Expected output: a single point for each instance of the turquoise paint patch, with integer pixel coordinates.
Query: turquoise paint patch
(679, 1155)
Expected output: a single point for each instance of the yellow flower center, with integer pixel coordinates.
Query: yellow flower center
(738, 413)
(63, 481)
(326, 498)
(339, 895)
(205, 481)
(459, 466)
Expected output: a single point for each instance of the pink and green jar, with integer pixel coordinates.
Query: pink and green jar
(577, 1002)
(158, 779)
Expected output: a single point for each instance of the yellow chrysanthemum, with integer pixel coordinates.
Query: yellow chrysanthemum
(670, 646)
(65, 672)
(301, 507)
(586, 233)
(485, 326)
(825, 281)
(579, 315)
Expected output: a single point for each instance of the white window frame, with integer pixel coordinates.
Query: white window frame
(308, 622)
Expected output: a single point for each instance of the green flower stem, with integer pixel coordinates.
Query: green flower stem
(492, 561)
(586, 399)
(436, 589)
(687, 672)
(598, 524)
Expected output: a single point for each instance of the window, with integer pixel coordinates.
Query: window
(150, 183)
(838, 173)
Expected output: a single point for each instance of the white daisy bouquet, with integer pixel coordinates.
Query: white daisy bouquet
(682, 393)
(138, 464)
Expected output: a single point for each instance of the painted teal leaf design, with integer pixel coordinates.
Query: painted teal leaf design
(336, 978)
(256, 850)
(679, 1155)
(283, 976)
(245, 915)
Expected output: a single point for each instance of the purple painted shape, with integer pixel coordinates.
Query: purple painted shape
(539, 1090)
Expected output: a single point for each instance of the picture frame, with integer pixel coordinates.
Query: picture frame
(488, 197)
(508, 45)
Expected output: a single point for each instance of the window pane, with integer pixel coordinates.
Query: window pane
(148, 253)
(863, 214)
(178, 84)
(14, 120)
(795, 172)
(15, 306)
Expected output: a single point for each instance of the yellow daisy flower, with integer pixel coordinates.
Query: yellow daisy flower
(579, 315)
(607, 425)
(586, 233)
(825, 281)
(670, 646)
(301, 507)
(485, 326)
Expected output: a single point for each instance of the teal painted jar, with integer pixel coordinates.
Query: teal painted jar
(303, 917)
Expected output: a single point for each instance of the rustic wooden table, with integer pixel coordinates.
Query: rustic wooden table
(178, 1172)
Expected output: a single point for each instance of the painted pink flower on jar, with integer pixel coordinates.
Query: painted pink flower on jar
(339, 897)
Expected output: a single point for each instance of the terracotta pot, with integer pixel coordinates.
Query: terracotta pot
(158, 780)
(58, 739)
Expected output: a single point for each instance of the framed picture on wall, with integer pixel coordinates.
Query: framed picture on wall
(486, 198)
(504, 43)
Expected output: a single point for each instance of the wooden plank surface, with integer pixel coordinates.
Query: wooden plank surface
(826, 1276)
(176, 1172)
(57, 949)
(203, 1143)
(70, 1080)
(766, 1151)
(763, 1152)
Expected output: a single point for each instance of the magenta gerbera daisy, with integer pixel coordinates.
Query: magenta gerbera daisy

-=-=-

→ **Aim of the exercise**
Report, for the data above, every line in which the string "magenta" appears.

→ **Answer space**
Expected output: a single point for each instance of the magenta gerbera daisy, with integer pixel coordinates.
Query: magenta gerbera daisy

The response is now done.